• Page text:
--------------------------------------------------

We can't just have a reference to the
object because that's a strong reference
and the JVM will know it can't get
rid of this because the program
can see it actively.
So we have a level of indirection which
is known as a weak reference.
We have this hypothetical CacheClass
that I've devised.
At this point it is a weak reference.
Then we get it. This is calling the weak
reference routine.
Now it becomes a strong reference so
it's not going to be garbage collected.
When we get to the return path it becomes
a weak reference again
because our strong reference
has disappeared.
The salient points in this example are:
We're employing a method to get
a reference.
We're checking an item to see if
it's null.
So let's say that the JVM decided to
garbage collect this
before we executed the method.
The weak reference class is still valid
because we've got a strong reference to it
but the actual object behind this is gone.
If we're too late and the garbage
collector has killed it
it will be null and we return.
So it's a level of indirection to see
does this still exist
if so can I please have it and then
operate on it as normal
and then return becomes weak
reference again.
This example program is quite useful when
we look at how it's implemented in the JVM
and we'll go through a few things now.
First off we'll go through the bytecode.
The only point of this slide is to
show it's roughly
the same as this.
We get our variable.
We use our getter.
This bit is extra this checkcast.

--------------------------------------------------

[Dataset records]
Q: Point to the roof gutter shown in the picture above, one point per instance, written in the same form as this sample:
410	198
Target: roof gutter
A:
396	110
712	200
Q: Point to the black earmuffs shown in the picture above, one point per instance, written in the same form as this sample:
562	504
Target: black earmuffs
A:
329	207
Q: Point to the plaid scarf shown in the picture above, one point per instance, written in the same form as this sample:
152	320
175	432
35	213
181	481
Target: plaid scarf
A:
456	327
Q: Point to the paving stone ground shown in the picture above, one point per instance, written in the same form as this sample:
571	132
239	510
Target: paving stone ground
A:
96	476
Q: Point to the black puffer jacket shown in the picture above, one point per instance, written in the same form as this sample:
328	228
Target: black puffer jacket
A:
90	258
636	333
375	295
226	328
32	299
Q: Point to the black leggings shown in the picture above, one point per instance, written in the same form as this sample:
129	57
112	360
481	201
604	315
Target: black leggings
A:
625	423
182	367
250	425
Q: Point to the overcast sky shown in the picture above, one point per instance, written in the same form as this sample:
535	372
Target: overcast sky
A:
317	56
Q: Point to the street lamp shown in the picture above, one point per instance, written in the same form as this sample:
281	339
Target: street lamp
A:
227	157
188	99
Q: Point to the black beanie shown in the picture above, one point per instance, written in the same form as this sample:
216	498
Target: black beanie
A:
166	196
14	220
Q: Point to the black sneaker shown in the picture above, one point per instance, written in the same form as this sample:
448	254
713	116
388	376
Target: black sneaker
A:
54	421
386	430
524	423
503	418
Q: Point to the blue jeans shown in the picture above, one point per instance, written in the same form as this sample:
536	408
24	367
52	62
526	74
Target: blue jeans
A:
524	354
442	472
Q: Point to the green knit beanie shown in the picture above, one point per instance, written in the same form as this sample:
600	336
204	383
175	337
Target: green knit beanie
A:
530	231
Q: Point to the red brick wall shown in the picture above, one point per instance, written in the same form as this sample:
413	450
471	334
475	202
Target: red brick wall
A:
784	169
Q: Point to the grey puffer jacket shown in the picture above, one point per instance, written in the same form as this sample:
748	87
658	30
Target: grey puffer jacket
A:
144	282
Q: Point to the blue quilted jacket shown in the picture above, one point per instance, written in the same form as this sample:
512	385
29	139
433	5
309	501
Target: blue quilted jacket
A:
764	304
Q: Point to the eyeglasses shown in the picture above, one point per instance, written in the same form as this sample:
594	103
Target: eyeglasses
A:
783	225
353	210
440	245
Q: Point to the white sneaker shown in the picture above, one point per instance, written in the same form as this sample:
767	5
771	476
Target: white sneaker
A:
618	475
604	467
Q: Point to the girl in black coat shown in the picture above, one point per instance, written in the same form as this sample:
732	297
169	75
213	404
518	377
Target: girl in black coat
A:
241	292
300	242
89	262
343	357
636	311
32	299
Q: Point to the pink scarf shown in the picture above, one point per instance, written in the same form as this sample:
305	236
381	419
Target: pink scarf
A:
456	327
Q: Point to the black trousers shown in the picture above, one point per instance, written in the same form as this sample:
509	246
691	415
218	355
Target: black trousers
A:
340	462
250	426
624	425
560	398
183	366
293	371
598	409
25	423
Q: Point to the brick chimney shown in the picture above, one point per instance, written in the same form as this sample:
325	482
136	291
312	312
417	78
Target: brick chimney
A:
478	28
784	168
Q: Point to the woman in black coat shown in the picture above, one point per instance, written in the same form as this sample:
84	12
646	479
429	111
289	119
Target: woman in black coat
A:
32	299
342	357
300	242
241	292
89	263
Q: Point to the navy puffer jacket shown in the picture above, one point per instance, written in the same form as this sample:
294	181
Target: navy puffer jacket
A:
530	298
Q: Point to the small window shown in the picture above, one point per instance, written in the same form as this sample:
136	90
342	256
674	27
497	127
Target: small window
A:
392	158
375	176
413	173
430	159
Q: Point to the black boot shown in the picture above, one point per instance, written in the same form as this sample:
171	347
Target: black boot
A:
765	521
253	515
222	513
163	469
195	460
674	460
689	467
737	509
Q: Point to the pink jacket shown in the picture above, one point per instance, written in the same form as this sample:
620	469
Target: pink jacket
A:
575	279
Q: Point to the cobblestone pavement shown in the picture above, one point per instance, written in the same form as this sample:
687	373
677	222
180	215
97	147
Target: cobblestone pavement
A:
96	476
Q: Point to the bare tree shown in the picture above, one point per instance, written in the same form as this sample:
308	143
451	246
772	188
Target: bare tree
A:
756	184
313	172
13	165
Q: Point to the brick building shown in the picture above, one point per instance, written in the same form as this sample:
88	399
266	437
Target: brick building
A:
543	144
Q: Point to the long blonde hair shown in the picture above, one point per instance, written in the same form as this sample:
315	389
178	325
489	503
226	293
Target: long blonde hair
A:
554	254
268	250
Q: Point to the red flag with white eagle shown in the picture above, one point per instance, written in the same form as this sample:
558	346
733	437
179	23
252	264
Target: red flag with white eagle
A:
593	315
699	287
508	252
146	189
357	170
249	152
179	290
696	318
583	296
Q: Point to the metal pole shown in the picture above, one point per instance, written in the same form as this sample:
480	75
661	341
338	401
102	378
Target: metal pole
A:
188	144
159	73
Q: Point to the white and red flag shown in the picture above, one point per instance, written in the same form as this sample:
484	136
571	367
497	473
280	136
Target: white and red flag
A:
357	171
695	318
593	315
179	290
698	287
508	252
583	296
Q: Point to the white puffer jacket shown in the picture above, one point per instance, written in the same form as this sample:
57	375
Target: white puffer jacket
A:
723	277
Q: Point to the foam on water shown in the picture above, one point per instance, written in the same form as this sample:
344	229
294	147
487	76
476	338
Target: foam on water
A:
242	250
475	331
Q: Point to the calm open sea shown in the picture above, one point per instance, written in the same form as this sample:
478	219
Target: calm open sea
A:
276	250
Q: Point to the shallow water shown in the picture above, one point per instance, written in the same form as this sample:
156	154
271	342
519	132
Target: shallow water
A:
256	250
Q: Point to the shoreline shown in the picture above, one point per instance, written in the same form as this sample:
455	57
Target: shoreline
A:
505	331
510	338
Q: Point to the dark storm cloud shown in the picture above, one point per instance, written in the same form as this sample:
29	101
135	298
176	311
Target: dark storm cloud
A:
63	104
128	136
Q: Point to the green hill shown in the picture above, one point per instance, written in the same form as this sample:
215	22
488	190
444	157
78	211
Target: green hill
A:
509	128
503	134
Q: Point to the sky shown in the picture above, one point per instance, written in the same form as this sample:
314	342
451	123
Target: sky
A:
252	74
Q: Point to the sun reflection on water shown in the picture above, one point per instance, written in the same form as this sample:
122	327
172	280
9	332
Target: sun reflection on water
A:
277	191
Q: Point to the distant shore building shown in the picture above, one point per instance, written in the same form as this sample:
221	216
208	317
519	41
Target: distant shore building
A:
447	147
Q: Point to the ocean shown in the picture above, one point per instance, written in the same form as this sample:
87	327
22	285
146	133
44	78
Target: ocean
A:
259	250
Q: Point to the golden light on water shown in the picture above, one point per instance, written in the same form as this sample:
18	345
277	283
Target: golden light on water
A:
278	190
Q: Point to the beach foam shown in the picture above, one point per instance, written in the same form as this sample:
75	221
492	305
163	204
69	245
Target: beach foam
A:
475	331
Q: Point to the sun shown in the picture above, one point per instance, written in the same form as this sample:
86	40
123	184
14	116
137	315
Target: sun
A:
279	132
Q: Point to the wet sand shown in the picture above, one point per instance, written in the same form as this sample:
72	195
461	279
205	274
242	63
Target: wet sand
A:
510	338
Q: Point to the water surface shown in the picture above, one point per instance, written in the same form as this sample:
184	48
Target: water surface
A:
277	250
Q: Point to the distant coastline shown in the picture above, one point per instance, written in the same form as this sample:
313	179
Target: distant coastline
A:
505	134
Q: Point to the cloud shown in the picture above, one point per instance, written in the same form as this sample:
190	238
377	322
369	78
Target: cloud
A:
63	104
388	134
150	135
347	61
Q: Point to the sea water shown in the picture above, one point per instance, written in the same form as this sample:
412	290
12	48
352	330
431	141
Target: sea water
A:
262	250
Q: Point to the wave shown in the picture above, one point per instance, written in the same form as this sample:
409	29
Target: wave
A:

--------------------------------------------------

• Given problem 1: Reproduce word for word everything in the weak reference passage from "We have this" down to "has disappeared.".
• Given problem 2:
Answer these questions using the weak reference passage.
(a) What is the level of indirection called?
(b) According to the passage, what does the reference become on the return path, and why?
(c) What is the first thing the passage says will be gone through when looking at the implementation in the JVM?
The dataset items play no part in this work.

• Output 1:
We have this hypothetical CacheClass
that I've devised.
At this point it is a weak reference.
Then we get it. This is calling the weak
reference routine.
Now it becomes a strong reference so
it's not going to be garbage collected.
When we get to the return path it becomes
a weak reference again
because our strong reference
has disappeared.

• Output 2:
(a) A weak reference.
(b) It becomes a weak reference again because the strong reference has disappeared.
(c) The bytecode.